* [Set problem]:
Reproduce word for word everything from the line containing "For the benchmark, mark every instance of the black" down to the last of the lines that follow, including both of those lines.

* [Records for the exercise]:
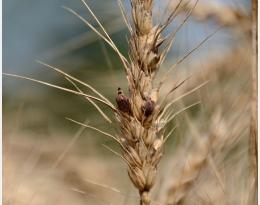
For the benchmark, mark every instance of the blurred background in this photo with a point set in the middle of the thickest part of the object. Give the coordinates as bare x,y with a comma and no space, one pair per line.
49,160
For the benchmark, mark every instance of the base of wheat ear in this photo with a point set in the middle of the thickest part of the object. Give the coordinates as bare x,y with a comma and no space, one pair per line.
140,117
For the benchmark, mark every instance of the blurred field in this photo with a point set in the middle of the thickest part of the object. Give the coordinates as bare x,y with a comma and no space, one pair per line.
49,160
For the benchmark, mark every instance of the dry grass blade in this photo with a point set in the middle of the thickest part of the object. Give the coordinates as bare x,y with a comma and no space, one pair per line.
182,96
75,79
122,58
62,88
92,102
124,14
167,74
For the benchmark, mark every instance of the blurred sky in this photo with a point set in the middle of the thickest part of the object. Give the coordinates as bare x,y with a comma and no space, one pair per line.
43,30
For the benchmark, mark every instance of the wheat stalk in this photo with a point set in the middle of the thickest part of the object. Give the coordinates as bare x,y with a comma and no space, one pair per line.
142,119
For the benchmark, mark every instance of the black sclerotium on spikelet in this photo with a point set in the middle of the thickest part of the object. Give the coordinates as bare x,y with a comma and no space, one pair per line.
123,102
148,108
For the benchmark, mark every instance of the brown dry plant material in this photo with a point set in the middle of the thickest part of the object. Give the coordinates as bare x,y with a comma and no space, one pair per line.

* [Finished answer]:
For the benchmark, mark every instance of the black sclerotium on spikelet in this photo with a point set in the middle of the thickest part of the object. Give the coordinates as bare x,y with a comma and no space, one pair per line.
123,102
148,108
For the benchmark, mark every instance of the brown dry plant material in this photo with a point set in the middle of the thickest part of the object. Give the coordinates as bare x,y with a comma and no space, one pair per line.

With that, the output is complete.